» Exercise objective
Extend the forum thread on reducing serial-port round-trip latency under Linux, beginning right after its last sentence.

» Provided text
-- BEGIN --
I'm implementing a protocol over serial ports on Linux. The protocol is based on a request answer scheme so the throughput is limited by the time it takes to send a packet to a device and get an answer. The devices are mostly arm based and run Linux >= 3.0. I'm having troubles reducing the round trip time below 10ms (115200 baud, 8 data bit, no parity, 7 byte per message).
What IO interfaces will give me the lowest latency: select, poll, epoll or polling by hand with ioctl? Does blocking or non blocking IO impact latency?
I tried setting the low_latency flag with setserial. But it seemed like it had no effect.
Are there any other things I can try to reduce latency? Since I control all devices it would even be possible to patch the kernel, but its preferred not to.
---- Edit ----
The serial controller uses is an 16550A.
Request / answer schemes tends to be inefficient, and it shows up quickly on serial port. If you are interested in throughtput, look at windowed protocol, like kermit file sending protocol.
Now if you want to stick with your protocol and reduce latency, select, poll, read will all give you roughly the same latency, because as Andy Ross indicated, the real latency is in the hardware FIFO handling.
If you are lucky, you can tweak the driver behaviour without patching, but you still need to look at the driver code. However, having the ARM handle a 10 kHz interrupt rate will certainly not be good for the overall system performance...
Another options is to pad your packet so that you hit the FIFO threshold every time. It will also confirm that if it is or not a FIFO threshold problem.
-- END --
» Items
-- BEGIN --
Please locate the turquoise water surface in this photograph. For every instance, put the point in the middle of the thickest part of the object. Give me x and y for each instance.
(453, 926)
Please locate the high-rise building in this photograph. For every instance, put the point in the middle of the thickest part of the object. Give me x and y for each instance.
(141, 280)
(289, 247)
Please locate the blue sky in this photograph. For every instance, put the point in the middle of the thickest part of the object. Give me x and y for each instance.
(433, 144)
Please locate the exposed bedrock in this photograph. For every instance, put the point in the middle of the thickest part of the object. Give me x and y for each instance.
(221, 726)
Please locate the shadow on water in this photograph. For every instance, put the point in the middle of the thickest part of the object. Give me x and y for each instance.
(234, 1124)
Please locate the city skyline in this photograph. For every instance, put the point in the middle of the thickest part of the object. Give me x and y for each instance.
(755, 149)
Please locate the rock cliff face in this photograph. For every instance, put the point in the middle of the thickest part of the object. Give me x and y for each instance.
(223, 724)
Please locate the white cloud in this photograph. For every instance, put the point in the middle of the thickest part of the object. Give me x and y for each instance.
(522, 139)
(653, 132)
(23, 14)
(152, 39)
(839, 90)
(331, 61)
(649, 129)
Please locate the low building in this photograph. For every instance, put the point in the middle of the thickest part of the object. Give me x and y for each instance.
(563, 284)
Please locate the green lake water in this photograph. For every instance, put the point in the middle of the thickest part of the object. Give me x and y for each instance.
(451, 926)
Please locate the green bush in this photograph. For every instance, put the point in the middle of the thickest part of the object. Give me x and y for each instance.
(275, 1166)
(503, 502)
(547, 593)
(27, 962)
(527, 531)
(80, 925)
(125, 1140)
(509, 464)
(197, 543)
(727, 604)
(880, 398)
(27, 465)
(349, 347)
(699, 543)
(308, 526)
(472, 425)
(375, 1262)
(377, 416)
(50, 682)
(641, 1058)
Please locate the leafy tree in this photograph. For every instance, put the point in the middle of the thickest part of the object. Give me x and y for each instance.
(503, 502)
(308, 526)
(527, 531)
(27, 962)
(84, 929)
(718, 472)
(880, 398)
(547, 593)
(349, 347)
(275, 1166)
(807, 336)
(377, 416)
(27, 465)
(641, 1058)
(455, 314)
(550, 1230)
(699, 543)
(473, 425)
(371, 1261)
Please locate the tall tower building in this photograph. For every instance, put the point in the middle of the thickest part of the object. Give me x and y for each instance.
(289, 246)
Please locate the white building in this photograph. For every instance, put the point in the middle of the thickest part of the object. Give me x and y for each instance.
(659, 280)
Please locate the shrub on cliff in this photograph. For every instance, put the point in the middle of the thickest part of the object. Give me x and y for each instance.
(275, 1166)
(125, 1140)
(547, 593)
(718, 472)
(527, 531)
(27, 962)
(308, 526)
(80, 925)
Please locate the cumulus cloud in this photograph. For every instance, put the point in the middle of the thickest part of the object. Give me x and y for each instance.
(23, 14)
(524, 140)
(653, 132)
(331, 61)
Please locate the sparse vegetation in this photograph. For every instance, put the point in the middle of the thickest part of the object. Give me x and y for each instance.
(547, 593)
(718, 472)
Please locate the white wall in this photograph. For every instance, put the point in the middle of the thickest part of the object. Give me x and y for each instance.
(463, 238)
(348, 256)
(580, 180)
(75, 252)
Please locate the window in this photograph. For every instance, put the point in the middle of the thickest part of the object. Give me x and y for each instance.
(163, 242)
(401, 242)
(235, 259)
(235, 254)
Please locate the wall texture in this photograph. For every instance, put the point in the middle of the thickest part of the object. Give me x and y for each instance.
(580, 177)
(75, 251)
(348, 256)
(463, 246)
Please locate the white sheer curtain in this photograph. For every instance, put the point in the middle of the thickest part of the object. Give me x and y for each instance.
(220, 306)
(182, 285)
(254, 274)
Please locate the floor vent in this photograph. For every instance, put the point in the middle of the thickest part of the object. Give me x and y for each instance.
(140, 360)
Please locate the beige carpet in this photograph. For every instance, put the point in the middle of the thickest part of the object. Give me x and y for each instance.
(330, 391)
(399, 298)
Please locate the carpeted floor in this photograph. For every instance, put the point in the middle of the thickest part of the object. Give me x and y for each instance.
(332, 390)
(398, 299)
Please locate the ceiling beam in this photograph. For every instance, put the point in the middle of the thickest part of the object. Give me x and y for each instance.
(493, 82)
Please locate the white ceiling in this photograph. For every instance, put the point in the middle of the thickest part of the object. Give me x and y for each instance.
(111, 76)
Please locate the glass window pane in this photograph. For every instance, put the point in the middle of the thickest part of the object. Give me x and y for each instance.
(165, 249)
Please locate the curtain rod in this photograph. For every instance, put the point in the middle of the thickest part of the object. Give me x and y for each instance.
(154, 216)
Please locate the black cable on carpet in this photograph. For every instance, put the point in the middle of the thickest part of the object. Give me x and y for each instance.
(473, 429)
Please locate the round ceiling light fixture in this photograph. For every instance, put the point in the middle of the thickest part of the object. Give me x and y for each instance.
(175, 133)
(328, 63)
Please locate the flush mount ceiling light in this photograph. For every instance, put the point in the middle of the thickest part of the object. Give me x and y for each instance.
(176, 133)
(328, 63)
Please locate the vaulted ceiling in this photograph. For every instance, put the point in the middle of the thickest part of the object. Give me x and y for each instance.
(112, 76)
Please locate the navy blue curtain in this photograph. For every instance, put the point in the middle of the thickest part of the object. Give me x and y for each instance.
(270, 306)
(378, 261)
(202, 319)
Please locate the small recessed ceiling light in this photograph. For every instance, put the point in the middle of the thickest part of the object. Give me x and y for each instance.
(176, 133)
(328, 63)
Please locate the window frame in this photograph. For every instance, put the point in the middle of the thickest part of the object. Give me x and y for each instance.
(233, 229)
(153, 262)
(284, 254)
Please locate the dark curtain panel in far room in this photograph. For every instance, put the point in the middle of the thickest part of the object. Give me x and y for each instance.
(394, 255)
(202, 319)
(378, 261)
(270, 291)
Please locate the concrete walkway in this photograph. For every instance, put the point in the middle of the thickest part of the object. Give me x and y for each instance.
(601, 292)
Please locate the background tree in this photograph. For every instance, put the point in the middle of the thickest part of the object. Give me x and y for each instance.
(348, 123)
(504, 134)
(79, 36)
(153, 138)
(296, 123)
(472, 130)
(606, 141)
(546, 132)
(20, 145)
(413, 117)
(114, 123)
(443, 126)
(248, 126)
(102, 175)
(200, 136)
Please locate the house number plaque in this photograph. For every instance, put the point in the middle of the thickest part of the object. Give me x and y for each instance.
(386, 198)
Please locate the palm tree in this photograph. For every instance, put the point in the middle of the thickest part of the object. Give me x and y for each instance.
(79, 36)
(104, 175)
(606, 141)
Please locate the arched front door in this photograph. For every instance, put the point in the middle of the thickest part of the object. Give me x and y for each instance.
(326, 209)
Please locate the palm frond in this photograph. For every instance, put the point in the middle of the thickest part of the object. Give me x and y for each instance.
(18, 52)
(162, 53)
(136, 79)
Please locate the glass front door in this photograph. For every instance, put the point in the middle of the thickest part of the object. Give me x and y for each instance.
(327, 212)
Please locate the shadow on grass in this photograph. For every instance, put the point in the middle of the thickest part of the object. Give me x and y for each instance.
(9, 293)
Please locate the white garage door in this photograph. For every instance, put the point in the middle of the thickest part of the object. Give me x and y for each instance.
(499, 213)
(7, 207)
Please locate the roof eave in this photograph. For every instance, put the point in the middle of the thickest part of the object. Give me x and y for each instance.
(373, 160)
-- END --
» Answer for the task
10 msec # 115200 is enough to transmit 100 bytes (assuming 8N1), so what you are seeing is probably because the low_latency flag is not set. Try
setserial /dev/<tty_name> low_latency
It will set the low_latency flag, which is used by the kernel when moving data up in the tty layer:
void tty_flip_buffer_push(struct tty_struct *tty)
{
unsigned long flags;
spin_lock_irqsave(&tty->buf.lock, flags);
if (tty->buf.tail != NULL)
tty->buf.tail->commit = tty->buf.tail->used;
spin_unlock_irqrestore(&tty->buf.lock, flags);
if (tty->low_latency)
flush_to_ldisc(&tty->buf.work);
else
schedule_work(&tty->buf.work);
}
The schedule_work call might be responsible for the 10 msec latency you observe.
Having talked to to some more engineers about the topic I came to the conclusion that this problem is not solvable in user space. Since we need to cross the bridge into kernel land, we plan to implement an kernel module which talks our protocol and gives us latencies < 1ms.
--- edit ---
Turns out I was completely wrong. All that was necessary was to increase the kernel tick rate. The default 100 ticks added the 10ms delay. 1000Hz and a negative nice value for the serial process gives me the time behavior I wanted to reach.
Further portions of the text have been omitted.